● Your objective
Could you reproduce each of the records below word for word, leaving nothing out?

● Record excerpts
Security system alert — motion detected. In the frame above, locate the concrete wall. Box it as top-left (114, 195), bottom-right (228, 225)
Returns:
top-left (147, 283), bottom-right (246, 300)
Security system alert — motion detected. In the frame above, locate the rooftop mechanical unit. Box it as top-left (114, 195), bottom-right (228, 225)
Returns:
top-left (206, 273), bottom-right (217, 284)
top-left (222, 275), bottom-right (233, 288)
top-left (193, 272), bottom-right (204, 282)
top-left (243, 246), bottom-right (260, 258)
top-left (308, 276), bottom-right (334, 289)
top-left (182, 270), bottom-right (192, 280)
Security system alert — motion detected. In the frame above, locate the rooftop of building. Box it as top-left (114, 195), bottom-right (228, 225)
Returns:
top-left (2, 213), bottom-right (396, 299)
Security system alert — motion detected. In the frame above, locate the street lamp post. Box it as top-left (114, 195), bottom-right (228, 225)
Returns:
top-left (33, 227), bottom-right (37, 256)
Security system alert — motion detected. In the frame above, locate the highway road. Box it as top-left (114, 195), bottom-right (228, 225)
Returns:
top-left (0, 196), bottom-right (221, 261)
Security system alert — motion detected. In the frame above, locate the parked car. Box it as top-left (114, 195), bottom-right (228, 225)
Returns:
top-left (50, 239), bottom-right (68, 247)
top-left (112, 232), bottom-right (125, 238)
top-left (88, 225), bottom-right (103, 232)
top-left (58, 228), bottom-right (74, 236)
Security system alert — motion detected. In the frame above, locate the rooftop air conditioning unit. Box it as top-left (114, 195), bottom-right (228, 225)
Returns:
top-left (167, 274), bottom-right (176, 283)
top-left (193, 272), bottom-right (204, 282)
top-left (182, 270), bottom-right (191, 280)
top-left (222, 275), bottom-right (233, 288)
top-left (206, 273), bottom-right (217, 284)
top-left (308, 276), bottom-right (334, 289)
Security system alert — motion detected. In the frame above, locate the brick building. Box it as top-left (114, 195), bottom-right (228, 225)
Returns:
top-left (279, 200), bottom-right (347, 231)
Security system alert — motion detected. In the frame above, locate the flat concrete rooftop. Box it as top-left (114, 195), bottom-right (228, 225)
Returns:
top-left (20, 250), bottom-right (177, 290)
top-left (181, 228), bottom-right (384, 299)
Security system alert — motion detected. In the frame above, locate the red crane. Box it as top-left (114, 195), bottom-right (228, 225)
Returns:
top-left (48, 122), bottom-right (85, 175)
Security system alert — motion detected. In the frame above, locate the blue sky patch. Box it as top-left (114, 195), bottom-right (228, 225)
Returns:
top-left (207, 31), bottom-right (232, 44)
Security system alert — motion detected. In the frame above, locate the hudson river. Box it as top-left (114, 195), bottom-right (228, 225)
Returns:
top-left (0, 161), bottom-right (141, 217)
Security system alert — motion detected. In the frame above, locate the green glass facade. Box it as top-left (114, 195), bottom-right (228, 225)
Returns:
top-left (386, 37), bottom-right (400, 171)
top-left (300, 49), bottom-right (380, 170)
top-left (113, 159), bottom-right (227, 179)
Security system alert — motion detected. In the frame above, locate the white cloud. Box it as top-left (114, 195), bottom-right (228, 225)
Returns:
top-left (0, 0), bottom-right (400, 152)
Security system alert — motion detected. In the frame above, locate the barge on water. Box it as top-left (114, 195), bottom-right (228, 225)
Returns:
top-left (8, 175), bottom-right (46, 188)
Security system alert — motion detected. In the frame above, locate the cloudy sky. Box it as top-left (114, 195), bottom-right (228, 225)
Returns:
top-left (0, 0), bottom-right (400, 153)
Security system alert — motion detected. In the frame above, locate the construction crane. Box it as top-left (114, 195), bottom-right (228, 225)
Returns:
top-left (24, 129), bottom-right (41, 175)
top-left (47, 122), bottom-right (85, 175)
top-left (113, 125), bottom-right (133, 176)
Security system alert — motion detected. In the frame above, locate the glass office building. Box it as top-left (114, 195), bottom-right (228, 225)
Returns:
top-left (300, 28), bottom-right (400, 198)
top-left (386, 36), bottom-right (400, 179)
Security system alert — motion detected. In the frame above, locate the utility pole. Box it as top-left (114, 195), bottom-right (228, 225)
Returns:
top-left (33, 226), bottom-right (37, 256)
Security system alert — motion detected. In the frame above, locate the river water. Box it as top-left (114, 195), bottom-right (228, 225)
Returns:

● Finished task
Security system alert — motion detected. In the frame above, locate the concrete wall. Box it as top-left (114, 195), bottom-right (228, 225)
Returns:
top-left (147, 283), bottom-right (246, 300)
Security system alert — motion detected. In the frame above, locate the rooftop mechanical unit. Box it as top-left (114, 195), bottom-right (228, 225)
Returns:
top-left (206, 273), bottom-right (217, 284)
top-left (222, 275), bottom-right (233, 288)
top-left (193, 272), bottom-right (204, 282)
top-left (243, 246), bottom-right (260, 258)
top-left (308, 276), bottom-right (334, 289)
top-left (182, 270), bottom-right (192, 280)
Security system alert — motion detected. In the frame above, locate the rooftop of building. Box it as top-left (114, 195), bottom-right (228, 225)
Returns:
top-left (2, 213), bottom-right (396, 299)
Security system alert — motion detected. In the frame above, locate the street lamp post. Box it as top-left (114, 195), bottom-right (228, 225)
Returns:
top-left (33, 227), bottom-right (37, 256)
Security system alert — motion detected. In the frame above, locate the highway road. Box it as top-left (114, 195), bottom-right (228, 225)
Returns:
top-left (0, 196), bottom-right (221, 261)
Security system alert — motion detected. In the frame above, locate the parked car. Box it as top-left (114, 195), bottom-right (228, 225)
Returns:
top-left (50, 239), bottom-right (68, 247)
top-left (112, 232), bottom-right (125, 238)
top-left (88, 225), bottom-right (103, 232)
top-left (58, 228), bottom-right (74, 236)
Security system alert — motion detected. In the frame above, locate the rooftop air conditioning unit. Box it as top-left (114, 195), bottom-right (228, 225)
Returns:
top-left (167, 274), bottom-right (176, 283)
top-left (193, 272), bottom-right (204, 282)
top-left (182, 270), bottom-right (191, 280)
top-left (222, 275), bottom-right (233, 288)
top-left (206, 273), bottom-right (217, 284)
top-left (308, 276), bottom-right (334, 289)
Security system alert — motion detected. In the frame above, locate the brick building. Box it as top-left (114, 195), bottom-right (228, 225)
Returns:
top-left (279, 200), bottom-right (347, 231)
Security system alert — motion detected. In the frame above, locate the flat concrete rooftop. Box it as top-left (114, 195), bottom-right (228, 225)
Returns:
top-left (20, 250), bottom-right (177, 290)
top-left (181, 228), bottom-right (384, 299)
Security system alert — motion detected. In the frame above, locate the red crane. Box it as top-left (114, 195), bottom-right (228, 225)
Returns:
top-left (48, 122), bottom-right (85, 175)
Security system alert — motion detected. In the frame above, locate the blue sky patch. Box it as top-left (114, 195), bottom-right (228, 225)
Returns:
top-left (207, 31), bottom-right (232, 44)
Security system alert — motion detected. In the frame above, locate the hudson river. Box it as top-left (114, 195), bottom-right (228, 225)
Returns:
top-left (0, 161), bottom-right (141, 217)
Security system alert — motion detected. In the frame above, locate the green glass facade. Box it as top-left (114, 195), bottom-right (228, 225)
Returns:
top-left (386, 37), bottom-right (400, 171)
top-left (300, 49), bottom-right (380, 170)
top-left (113, 159), bottom-right (227, 179)
Security system alert — motion detected. In the frame above, locate the white cloud. Box it as top-left (114, 195), bottom-right (228, 225)
Returns:
top-left (0, 0), bottom-right (400, 152)
Security system alert — motion detected. In the frame above, locate the barge on water. Box it as top-left (114, 195), bottom-right (228, 225)
Returns:
top-left (8, 175), bottom-right (46, 188)
Security system alert — motion detected. In the frame above, locate the cloudy sky. Box it as top-left (114, 195), bottom-right (228, 225)
Returns:
top-left (0, 0), bottom-right (400, 153)
Security system alert — motion detected. In the frame above, locate the construction crane. Box it as top-left (114, 195), bottom-right (228, 225)
Returns:
top-left (24, 129), bottom-right (41, 175)
top-left (47, 122), bottom-right (85, 175)
top-left (113, 125), bottom-right (133, 176)
Security system alert — motion detected. In the frame above, locate the glass office building. Box it as top-left (114, 195), bottom-right (228, 225)
Returns:
top-left (300, 28), bottom-right (400, 198)
top-left (386, 36), bottom-right (400, 179)
Security system alert — motion detected. In the frame above, locate the utility pole. Box it as top-left (114, 195), bottom-right (228, 225)
Returns:
top-left (33, 226), bottom-right (37, 256)
Security system alert — motion detected. In the frame above, locate the river water. Box it as top-left (114, 195), bottom-right (228, 225)
Returns:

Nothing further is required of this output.